╭─ DATA SHOWN

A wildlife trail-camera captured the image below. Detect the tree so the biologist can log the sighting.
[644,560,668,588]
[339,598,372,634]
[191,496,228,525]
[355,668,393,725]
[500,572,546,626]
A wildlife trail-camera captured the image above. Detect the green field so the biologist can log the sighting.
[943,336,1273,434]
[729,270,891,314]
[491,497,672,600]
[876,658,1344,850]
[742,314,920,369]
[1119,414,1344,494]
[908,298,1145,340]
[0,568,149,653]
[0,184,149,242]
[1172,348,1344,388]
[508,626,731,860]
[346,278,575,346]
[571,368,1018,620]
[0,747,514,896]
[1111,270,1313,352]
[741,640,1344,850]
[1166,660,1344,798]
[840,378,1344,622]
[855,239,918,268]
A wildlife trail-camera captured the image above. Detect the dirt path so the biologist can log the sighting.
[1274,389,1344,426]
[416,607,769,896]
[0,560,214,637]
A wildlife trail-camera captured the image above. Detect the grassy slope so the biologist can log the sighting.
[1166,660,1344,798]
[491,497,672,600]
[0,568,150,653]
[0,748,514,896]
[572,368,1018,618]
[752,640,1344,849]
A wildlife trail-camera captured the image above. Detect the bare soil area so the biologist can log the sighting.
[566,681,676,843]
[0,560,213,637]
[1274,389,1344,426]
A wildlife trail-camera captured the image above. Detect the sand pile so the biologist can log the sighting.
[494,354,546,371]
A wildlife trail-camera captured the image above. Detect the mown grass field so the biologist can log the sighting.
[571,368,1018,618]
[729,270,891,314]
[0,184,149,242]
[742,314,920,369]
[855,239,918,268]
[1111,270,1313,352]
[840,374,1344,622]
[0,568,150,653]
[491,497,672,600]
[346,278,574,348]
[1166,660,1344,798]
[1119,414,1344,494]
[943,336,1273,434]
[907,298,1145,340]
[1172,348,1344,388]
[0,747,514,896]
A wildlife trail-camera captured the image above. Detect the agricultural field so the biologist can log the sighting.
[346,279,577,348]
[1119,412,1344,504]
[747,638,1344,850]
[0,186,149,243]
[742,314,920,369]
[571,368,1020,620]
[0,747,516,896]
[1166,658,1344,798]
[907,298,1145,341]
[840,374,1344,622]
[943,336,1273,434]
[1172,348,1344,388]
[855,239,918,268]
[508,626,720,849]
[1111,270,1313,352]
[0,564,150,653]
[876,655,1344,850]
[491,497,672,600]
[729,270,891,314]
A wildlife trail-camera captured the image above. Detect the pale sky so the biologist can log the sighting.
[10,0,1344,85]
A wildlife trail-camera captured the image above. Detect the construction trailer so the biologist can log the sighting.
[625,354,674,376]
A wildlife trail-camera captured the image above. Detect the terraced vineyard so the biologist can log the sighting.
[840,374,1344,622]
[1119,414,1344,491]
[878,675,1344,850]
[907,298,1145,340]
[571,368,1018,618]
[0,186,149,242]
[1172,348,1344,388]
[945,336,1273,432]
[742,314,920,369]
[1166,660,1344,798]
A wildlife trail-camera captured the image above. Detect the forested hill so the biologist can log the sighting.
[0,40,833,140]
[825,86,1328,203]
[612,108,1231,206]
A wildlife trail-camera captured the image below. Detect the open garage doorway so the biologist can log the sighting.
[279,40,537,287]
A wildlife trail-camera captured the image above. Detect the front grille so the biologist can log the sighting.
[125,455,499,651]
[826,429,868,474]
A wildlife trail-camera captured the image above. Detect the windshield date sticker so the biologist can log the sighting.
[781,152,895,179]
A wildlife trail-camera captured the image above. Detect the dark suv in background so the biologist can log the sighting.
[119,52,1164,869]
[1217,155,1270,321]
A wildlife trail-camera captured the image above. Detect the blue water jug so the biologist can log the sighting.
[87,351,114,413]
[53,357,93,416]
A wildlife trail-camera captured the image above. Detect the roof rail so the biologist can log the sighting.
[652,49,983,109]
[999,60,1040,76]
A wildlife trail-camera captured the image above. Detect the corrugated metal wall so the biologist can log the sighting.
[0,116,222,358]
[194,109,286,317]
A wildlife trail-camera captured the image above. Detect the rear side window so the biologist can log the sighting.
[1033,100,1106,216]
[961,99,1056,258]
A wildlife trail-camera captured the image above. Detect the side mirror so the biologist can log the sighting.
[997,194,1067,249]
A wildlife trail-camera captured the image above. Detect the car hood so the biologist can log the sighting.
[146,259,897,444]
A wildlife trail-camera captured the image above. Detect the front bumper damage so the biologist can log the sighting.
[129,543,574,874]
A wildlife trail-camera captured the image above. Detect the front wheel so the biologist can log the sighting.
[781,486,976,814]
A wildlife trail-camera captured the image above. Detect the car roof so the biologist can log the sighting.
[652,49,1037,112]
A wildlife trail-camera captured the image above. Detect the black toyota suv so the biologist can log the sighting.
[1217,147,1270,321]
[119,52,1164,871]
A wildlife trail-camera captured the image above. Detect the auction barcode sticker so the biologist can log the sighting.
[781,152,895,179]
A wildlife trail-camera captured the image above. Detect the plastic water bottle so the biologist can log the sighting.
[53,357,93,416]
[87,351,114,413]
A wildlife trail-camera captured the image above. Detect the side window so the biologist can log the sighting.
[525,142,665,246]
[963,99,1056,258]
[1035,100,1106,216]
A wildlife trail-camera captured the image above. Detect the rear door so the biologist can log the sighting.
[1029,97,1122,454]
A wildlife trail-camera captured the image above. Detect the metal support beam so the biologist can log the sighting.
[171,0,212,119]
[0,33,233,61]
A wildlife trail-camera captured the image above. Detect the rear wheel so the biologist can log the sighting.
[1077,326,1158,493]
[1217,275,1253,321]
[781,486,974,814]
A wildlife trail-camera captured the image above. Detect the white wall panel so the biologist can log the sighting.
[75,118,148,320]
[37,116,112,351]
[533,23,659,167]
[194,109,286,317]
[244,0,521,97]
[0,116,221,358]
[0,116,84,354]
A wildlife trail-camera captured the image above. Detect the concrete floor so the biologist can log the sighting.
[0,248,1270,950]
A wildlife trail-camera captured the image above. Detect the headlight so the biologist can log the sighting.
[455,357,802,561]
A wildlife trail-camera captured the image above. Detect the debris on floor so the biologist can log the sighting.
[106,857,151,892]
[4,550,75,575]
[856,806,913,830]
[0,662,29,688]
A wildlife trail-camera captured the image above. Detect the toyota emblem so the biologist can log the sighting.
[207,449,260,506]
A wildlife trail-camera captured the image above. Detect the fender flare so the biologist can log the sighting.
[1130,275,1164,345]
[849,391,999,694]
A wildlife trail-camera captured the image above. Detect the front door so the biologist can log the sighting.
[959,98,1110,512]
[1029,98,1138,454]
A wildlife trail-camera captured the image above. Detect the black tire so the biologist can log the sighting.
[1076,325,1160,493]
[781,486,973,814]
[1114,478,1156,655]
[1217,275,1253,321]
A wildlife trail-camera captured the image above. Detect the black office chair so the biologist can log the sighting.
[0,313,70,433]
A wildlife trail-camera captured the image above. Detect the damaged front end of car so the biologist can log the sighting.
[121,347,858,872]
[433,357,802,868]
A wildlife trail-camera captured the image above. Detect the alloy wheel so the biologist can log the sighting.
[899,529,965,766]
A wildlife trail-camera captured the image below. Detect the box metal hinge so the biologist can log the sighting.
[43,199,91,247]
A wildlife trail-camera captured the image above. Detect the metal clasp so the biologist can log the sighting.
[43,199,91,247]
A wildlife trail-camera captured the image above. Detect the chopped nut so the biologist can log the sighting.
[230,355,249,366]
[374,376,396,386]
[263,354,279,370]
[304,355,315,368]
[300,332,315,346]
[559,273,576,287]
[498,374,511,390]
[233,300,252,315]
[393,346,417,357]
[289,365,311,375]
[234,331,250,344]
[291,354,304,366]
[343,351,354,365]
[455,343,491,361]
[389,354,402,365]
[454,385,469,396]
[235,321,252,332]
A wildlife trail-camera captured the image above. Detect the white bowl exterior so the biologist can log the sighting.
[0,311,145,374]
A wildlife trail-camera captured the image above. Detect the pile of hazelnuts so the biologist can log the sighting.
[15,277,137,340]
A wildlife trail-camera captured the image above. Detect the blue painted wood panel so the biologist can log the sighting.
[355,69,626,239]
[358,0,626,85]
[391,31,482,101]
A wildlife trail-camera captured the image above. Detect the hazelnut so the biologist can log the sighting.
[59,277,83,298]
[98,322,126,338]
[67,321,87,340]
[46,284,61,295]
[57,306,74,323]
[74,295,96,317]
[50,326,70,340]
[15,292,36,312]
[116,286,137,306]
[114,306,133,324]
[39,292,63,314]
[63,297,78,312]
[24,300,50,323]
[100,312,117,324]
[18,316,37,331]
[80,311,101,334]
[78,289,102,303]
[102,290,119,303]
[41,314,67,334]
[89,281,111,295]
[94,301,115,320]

╰─

• [REQUIRED TASK] Print the stretch of the listing above from the line containing "Detect the mown" through the line containing "[1217,155,1270,321]", both included, with every line unchanged.

• [TASK SOLUTION]
A wildlife trail-camera captured the image above. Detect the mown grass field so the biologist can log the sighting.
[571,368,1018,618]
[729,270,891,314]
[0,184,149,242]
[742,314,920,369]
[855,239,918,268]
[1111,270,1313,352]
[840,374,1344,622]
[0,568,150,653]
[491,497,672,600]
[346,278,574,348]
[1166,660,1344,798]
[1119,414,1344,494]
[943,336,1273,434]
[907,298,1145,340]
[1172,348,1344,388]
[0,747,514,896]
A wildlife trail-camera captured the image above. Detect the agricultural field so the biologist can log the sighting.
[346,279,577,348]
[1119,412,1344,504]
[747,638,1344,850]
[0,186,149,243]
[742,314,920,369]
[571,368,1020,620]
[0,747,516,896]
[1166,658,1344,798]
[907,298,1145,341]
[840,374,1344,622]
[943,336,1273,434]
[1172,348,1344,388]
[855,239,918,268]
[508,626,720,849]
[1111,270,1313,352]
[0,564,150,653]
[876,655,1344,850]
[491,497,672,600]
[729,270,891,314]
A wildlife trail-camera captured the image above. Detect the pale sky so the biologist can log the sighting.
[10,0,1344,85]
A wildlife trail-camera captured the image above. Detect the construction trailer so the biologist can log the sighting.
[625,354,674,376]
A wildlife trail-camera captured the image above. Detect the terraced vineyard so the biologist can log the sighting.
[840,374,1344,622]
[1119,414,1344,491]
[878,675,1344,850]
[907,298,1145,340]
[571,368,1018,618]
[0,186,149,242]
[1172,348,1344,388]
[945,336,1273,432]
[742,314,920,369]
[1166,660,1344,798]
A wildlife trail-camera captured the image above. Detect the forested hill so the biologist can log the sighting.
[0,40,833,140]
[825,86,1328,203]
[612,108,1231,206]
A wildlife trail-camera captured the image below. Detect the open garage doorway so the biologist can log the sighting.
[279,40,537,287]
A wildlife trail-camera captured the image above. Detect the front grille so the biologist can log the sighting.
[125,455,499,651]
[826,429,868,474]
A wildlife trail-camera captured the image above. Detect the windshield date sticker so the biologist can log the sighting.
[781,152,895,179]
A wildlife trail-camera captured the image above. Detect the dark suv in background so the biologist can log the sighting.
[119,52,1164,869]
[1217,155,1270,321]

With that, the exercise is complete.